__TASK REQUIREMENTS__. Once the pictures are removed, restate the data below word for word.

===== EXCERPTED RECORDS

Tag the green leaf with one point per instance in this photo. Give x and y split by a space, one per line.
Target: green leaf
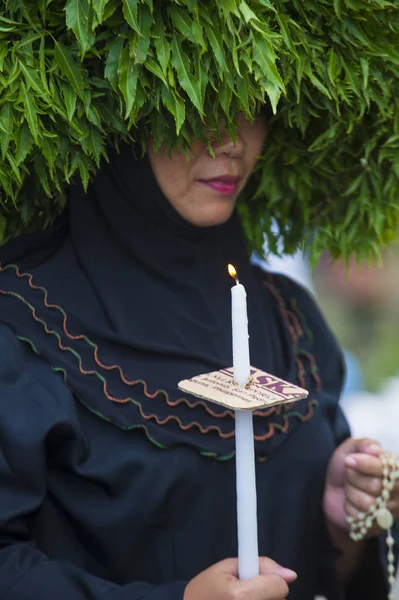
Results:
175 106
32 79
69 68
143 46
130 14
182 21
128 74
30 112
70 99
79 18
99 8
23 142
247 12
266 58
112 61
225 96
14 167
190 85
153 66
162 47
216 41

==========

__RESULT OF THIS TASK__.
Tag the green leaf with one point per instance in this photo. Give x and y split by a space, one per line.
Target: green leaf
Results:
175 106
32 79
69 68
143 46
130 14
182 21
128 74
30 112
70 99
79 18
99 8
23 142
247 12
266 58
112 61
225 96
14 167
190 85
153 66
162 47
216 41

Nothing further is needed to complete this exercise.